Exercise directions |
Begin at the line that has "Which spot sits on each instance of the white smoke" and continue through the final line of the records. Reproduce every one of those lines, requests included, and shift each x and y coordinate in the answers by -14.

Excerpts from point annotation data
BEGIN

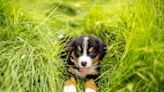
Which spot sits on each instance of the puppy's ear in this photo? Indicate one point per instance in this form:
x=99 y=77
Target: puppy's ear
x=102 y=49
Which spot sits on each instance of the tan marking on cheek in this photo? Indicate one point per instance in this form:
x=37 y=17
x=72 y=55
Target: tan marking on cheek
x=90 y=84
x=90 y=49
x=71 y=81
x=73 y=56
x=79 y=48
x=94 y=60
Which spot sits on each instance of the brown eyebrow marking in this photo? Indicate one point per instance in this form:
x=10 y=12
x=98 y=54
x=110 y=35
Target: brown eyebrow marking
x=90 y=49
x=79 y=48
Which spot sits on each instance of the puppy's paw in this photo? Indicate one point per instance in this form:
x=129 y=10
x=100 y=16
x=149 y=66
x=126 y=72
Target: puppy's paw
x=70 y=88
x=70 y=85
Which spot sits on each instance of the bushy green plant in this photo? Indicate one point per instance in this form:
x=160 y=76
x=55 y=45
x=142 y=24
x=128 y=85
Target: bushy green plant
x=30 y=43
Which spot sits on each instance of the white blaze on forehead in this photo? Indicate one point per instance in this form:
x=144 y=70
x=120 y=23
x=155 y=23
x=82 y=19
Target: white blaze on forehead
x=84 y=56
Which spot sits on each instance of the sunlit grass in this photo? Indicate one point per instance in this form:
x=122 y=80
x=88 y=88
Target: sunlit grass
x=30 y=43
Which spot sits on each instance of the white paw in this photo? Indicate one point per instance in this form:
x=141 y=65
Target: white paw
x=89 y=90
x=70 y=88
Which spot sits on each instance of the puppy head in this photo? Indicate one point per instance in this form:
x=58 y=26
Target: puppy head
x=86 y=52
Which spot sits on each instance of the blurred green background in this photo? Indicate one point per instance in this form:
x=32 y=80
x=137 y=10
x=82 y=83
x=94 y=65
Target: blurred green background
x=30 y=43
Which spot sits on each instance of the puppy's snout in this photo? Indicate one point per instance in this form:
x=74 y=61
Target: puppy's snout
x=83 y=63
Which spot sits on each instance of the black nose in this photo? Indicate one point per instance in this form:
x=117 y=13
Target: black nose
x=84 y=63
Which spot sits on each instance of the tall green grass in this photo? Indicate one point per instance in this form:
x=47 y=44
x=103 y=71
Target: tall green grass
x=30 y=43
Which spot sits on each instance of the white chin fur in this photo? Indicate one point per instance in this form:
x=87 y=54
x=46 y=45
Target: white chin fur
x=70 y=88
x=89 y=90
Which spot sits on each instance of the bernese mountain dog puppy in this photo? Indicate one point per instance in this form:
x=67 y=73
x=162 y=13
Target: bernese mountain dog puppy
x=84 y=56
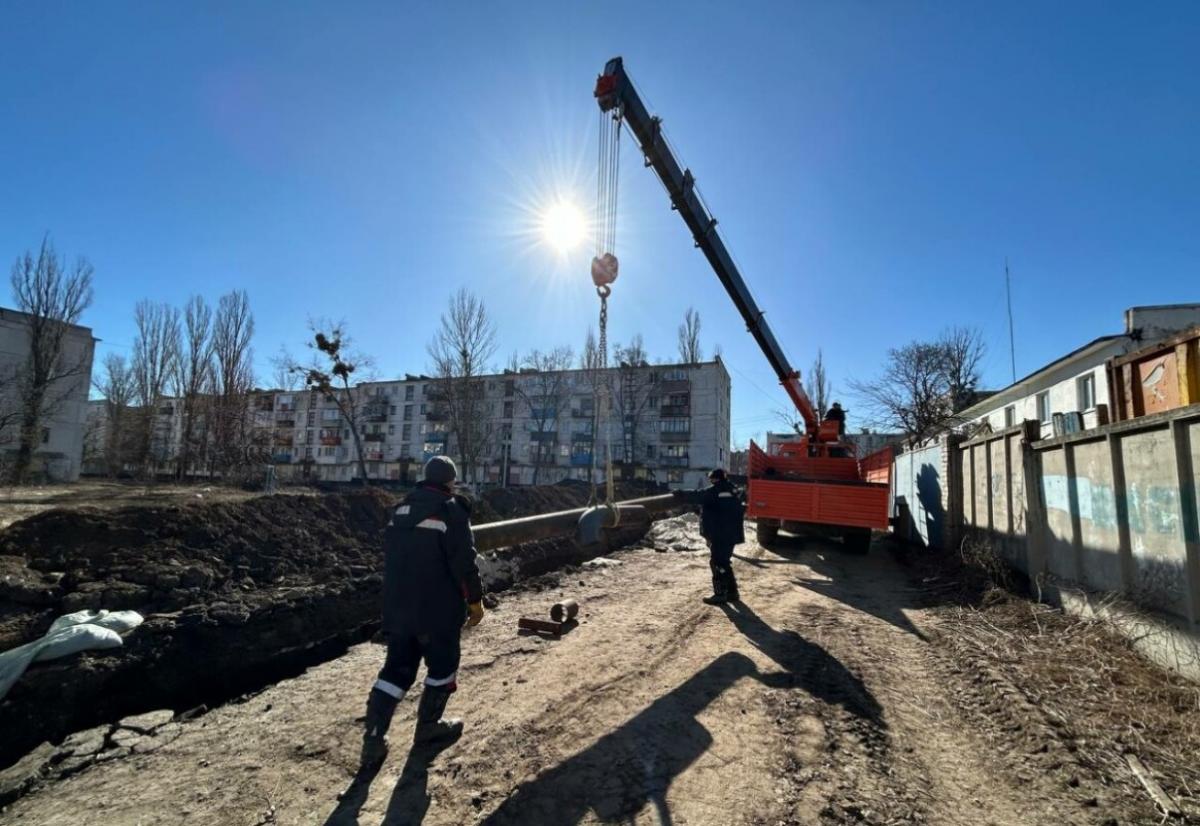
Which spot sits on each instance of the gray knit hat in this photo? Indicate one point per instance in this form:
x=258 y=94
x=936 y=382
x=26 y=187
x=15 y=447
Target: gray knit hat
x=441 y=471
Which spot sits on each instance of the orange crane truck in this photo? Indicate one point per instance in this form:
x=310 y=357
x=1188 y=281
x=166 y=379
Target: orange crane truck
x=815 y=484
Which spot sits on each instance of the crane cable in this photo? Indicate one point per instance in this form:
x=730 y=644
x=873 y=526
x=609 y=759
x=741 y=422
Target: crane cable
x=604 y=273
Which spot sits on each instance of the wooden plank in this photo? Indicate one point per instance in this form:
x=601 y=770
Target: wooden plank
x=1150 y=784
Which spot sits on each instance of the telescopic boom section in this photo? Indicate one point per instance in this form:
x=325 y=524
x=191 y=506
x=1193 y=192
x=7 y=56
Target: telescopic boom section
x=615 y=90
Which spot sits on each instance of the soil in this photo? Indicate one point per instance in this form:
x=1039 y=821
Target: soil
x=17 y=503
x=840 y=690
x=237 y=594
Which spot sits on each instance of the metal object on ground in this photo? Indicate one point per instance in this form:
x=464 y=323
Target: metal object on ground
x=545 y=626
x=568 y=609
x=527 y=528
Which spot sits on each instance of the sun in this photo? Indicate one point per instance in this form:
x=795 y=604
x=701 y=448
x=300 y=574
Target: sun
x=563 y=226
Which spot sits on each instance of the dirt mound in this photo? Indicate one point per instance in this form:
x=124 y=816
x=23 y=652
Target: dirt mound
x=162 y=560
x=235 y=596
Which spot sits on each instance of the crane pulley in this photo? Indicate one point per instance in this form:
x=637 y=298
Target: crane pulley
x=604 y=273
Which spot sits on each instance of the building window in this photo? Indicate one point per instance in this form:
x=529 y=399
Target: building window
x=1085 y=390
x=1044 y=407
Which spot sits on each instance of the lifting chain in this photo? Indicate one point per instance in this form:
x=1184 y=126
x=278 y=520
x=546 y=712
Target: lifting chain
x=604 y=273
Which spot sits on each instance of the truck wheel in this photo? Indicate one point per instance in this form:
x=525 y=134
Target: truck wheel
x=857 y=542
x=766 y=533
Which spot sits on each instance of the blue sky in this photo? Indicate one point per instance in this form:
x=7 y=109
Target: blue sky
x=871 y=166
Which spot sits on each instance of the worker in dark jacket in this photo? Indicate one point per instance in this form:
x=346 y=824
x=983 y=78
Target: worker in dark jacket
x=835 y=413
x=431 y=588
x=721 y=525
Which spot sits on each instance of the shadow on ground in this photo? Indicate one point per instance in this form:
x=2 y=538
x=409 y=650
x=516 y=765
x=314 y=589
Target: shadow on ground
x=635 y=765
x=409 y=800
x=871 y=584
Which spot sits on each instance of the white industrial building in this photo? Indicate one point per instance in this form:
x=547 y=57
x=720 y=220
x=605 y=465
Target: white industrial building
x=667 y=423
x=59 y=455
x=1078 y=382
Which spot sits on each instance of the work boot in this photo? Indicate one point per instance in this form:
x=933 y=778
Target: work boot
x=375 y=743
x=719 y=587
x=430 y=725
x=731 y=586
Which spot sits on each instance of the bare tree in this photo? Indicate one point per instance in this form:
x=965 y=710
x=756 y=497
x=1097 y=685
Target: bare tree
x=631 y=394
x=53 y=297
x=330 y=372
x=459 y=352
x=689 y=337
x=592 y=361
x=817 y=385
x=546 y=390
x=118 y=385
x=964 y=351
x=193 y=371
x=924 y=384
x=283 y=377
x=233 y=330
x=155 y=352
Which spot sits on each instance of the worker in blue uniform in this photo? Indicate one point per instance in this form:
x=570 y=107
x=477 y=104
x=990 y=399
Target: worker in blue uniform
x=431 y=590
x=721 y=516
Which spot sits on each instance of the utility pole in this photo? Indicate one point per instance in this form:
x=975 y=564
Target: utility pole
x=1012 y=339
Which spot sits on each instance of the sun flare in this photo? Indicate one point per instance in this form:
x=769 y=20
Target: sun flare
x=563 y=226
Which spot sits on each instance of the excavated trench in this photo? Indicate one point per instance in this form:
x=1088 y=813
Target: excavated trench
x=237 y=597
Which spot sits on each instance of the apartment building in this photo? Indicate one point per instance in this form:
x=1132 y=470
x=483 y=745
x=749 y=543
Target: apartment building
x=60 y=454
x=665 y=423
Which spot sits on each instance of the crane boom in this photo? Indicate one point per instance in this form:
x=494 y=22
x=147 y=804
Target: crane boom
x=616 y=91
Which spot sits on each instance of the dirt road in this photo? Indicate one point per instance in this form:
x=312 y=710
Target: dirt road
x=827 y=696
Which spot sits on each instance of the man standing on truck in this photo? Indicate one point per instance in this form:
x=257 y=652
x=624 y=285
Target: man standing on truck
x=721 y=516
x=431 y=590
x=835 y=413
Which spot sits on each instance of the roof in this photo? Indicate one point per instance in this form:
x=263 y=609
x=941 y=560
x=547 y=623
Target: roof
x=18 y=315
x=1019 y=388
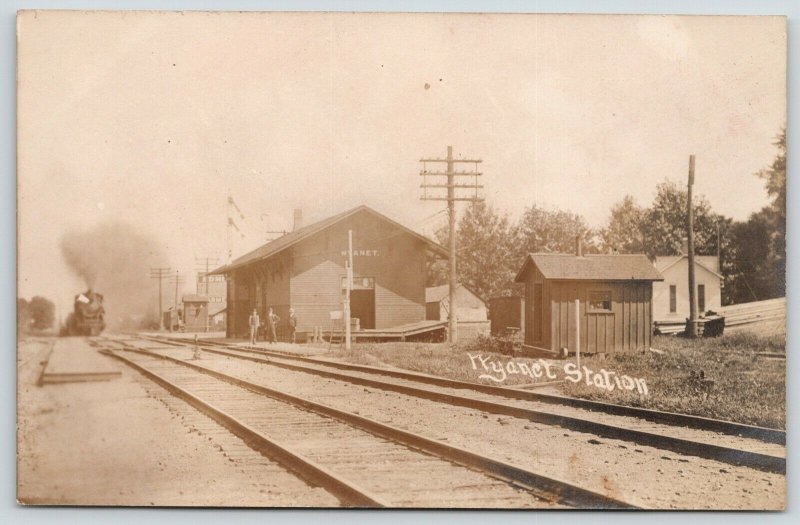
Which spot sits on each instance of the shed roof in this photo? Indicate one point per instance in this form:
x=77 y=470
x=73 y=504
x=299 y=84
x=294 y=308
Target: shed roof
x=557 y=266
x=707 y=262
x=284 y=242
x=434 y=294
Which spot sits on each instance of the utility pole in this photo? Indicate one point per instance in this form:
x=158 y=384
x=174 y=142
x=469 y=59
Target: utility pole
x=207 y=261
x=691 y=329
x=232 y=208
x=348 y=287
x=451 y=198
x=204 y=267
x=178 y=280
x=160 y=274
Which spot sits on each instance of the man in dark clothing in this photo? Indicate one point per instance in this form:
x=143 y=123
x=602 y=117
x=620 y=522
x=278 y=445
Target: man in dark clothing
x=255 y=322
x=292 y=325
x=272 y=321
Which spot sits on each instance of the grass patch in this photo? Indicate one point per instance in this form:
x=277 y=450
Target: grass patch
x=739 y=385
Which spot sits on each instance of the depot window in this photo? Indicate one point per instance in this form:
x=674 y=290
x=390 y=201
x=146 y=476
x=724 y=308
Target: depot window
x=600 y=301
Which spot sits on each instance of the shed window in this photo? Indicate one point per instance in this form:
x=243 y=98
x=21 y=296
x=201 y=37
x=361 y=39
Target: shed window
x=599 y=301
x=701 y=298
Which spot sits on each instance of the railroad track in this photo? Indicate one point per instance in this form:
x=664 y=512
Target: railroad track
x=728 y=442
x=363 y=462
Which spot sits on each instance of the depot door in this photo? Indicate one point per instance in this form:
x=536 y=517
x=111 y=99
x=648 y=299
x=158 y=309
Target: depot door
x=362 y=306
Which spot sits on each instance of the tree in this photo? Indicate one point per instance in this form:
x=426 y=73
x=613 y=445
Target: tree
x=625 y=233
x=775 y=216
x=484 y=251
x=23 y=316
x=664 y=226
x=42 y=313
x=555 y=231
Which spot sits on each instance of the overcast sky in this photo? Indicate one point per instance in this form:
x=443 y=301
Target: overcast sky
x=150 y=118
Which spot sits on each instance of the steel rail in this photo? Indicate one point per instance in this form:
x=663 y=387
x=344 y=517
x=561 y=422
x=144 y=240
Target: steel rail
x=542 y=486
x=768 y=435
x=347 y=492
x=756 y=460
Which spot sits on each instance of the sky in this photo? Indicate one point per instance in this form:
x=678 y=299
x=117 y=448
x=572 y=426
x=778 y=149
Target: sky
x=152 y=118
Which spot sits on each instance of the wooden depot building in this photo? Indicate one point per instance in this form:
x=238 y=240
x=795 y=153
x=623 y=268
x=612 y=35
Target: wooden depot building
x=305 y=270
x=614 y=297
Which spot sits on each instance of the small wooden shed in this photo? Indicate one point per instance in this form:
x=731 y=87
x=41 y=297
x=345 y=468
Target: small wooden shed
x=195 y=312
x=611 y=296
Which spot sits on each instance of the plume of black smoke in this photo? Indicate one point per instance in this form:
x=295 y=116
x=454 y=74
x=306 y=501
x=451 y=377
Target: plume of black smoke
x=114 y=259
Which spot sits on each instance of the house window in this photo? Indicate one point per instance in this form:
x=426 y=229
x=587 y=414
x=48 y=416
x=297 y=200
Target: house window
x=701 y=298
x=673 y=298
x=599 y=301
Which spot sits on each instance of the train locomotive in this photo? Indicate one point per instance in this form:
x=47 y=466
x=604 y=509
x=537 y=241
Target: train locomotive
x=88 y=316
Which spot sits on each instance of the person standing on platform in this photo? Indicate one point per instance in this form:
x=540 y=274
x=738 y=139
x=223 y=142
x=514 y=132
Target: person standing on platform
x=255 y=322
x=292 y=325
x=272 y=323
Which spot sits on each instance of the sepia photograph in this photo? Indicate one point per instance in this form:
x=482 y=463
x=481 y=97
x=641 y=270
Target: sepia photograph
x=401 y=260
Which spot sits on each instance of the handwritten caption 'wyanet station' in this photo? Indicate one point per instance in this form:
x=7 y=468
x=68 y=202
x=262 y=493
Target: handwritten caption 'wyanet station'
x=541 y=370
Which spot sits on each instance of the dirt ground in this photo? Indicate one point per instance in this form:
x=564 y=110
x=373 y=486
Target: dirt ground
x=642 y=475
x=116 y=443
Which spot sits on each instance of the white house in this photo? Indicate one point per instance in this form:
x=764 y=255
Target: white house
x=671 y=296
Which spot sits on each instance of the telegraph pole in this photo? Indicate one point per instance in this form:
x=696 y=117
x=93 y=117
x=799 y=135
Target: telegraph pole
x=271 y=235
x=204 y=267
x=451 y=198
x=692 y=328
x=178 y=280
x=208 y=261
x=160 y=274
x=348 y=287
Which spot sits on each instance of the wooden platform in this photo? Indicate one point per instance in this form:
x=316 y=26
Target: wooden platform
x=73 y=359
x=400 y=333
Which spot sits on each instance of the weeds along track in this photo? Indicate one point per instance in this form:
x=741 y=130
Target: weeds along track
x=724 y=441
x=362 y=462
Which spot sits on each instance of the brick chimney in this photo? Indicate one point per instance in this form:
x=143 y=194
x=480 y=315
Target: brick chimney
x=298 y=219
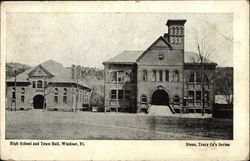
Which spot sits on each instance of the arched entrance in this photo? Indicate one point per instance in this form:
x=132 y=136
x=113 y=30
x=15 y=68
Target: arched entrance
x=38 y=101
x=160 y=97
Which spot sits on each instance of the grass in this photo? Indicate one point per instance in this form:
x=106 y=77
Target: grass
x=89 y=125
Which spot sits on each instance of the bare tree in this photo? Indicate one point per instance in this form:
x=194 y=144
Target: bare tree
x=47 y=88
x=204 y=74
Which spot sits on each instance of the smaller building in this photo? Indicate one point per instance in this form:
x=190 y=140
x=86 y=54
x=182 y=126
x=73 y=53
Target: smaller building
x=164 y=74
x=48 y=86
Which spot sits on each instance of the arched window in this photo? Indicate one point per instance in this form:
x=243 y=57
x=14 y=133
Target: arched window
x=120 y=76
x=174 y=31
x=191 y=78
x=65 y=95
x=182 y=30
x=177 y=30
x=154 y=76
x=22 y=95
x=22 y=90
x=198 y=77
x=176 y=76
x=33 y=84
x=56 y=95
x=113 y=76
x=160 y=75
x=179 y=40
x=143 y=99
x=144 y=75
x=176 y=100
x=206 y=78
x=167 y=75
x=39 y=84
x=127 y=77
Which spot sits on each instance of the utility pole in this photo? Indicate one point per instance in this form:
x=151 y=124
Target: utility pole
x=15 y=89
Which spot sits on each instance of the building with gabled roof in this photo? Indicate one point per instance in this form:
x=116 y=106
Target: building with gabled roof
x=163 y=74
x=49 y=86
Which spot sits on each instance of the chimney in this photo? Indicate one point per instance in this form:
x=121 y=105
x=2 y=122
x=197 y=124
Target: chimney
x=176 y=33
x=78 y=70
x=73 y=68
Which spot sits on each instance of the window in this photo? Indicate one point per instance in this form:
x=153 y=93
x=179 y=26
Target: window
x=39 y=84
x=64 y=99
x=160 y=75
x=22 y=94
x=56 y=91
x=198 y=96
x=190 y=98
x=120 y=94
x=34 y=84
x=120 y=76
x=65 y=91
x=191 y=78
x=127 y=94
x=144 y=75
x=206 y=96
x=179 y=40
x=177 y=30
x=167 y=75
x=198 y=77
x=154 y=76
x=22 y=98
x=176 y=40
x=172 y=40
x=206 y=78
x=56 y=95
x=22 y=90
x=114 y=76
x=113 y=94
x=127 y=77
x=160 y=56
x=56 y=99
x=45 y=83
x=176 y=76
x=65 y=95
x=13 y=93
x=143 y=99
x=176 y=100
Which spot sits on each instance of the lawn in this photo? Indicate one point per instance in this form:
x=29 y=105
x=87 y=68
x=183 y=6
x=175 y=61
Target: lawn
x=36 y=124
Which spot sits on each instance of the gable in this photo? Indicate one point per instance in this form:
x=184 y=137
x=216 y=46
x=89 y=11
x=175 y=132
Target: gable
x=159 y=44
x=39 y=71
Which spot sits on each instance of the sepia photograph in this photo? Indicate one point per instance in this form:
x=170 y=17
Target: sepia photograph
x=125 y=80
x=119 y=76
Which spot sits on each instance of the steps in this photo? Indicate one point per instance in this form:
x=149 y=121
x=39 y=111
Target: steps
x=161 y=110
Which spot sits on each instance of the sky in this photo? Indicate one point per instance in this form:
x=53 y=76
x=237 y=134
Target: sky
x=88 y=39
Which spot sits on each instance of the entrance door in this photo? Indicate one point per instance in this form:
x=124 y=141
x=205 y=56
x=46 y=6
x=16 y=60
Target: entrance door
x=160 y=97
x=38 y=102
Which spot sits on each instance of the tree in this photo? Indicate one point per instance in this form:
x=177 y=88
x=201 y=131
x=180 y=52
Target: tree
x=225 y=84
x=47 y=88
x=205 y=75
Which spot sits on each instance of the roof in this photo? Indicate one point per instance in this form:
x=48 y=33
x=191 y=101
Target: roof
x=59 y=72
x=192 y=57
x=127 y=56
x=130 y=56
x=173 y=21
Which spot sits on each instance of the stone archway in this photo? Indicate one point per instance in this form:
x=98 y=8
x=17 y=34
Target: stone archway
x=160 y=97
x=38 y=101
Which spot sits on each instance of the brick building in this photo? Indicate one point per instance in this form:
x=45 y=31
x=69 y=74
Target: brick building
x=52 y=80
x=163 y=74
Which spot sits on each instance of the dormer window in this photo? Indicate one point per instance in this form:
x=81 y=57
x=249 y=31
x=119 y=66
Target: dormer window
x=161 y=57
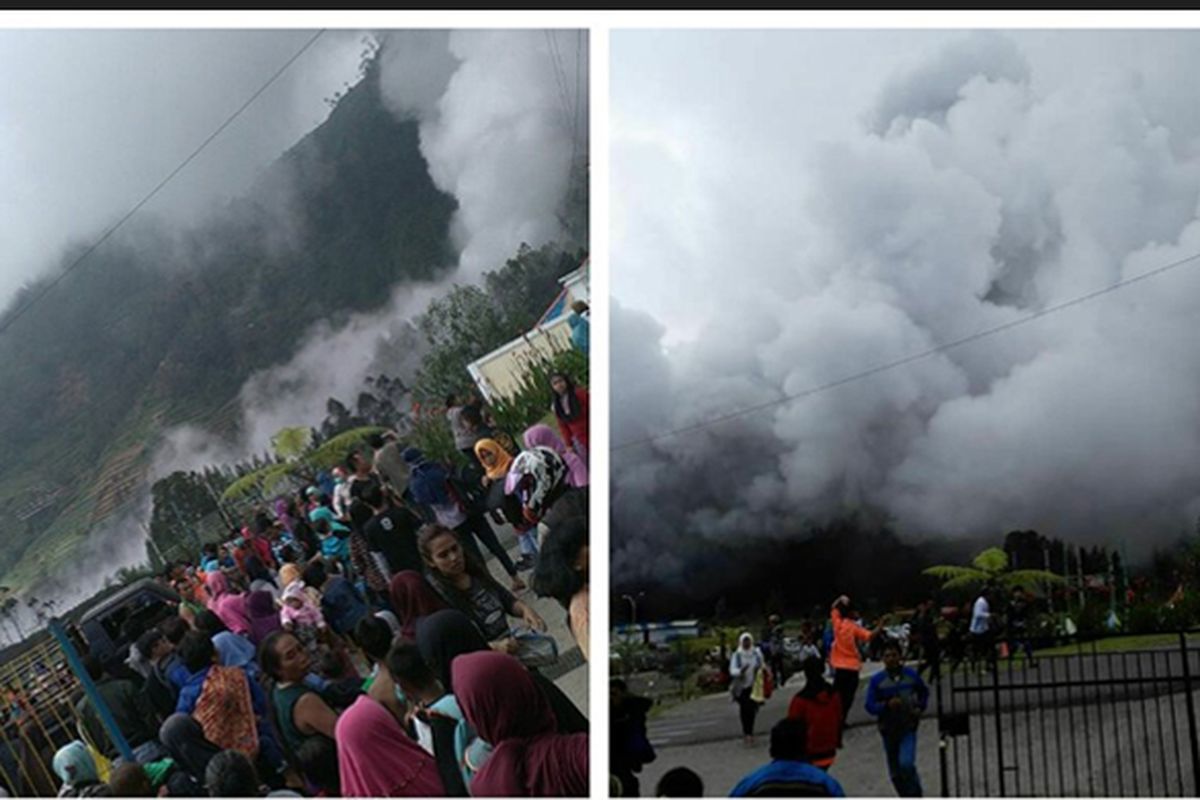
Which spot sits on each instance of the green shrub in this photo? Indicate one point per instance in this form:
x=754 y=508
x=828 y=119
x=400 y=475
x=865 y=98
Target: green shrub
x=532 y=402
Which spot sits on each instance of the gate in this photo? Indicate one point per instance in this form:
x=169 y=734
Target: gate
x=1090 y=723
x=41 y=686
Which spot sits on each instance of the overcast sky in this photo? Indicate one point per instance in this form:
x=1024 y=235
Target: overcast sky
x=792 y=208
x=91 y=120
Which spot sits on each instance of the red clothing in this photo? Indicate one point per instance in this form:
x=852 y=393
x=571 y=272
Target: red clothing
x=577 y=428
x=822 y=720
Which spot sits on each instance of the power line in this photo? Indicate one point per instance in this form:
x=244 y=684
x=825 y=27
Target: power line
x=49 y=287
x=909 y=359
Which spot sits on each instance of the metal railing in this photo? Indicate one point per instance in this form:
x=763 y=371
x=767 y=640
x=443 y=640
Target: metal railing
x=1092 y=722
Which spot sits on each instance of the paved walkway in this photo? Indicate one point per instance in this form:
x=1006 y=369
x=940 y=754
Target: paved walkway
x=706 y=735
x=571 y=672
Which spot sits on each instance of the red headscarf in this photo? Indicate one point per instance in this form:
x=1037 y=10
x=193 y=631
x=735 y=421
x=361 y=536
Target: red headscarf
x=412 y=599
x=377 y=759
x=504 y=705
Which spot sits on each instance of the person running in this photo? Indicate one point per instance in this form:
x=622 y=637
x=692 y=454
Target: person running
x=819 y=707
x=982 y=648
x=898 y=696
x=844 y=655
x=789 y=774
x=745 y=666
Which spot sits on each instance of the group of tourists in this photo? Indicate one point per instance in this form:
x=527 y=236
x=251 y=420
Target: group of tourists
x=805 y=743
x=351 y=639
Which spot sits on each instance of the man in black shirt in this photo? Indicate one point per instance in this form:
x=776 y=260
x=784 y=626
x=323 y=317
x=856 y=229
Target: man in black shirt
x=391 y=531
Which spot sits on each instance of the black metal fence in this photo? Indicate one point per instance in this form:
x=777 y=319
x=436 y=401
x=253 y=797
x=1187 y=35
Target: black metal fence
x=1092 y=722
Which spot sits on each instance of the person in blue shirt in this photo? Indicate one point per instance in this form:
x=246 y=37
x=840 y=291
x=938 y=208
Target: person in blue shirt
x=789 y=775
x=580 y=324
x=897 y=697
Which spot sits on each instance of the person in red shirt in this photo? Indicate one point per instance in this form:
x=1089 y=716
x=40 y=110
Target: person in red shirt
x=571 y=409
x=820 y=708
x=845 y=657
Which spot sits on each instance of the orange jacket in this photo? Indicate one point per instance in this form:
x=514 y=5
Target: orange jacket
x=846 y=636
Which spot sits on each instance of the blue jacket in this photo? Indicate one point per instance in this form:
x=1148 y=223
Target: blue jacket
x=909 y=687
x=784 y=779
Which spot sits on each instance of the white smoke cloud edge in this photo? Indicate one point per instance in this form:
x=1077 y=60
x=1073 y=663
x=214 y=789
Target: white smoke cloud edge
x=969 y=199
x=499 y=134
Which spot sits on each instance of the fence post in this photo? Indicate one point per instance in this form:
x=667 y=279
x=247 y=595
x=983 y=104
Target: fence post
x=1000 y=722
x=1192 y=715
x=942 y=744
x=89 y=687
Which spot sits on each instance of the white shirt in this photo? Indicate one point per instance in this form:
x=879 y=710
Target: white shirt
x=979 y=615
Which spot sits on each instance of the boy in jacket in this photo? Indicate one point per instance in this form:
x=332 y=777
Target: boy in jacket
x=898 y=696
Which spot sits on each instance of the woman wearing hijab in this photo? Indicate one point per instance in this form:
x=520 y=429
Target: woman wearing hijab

END

Exercise output |
Which spot sits on each instance of the white smoke cloud edge in this photo? Indicate one point per instance in this form:
x=1077 y=60
x=1073 y=663
x=214 y=789
Target: white smoke cloud edge
x=955 y=185
x=485 y=120
Which spot sits on each instance of the fence post in this photo? Indicate one point per instance in this form:
x=667 y=279
x=247 y=595
x=983 y=104
Target: fence post
x=986 y=708
x=1178 y=701
x=928 y=730
x=75 y=673
Which spot sits on each instance of the white shirt in this photo? Indicate one point per instance in this form:
x=879 y=710
Target: white shirt
x=965 y=601
Which spot sits on each instance of the boy in jacket in this photo? Indicate one point per instance in this form:
x=332 y=777
Target: boy in jacket
x=884 y=682
Which spot sits on each instance of the woman wearing hijab in this photo? Indicate one point per instance in this form:
x=520 y=429
Target: woman wearing hijab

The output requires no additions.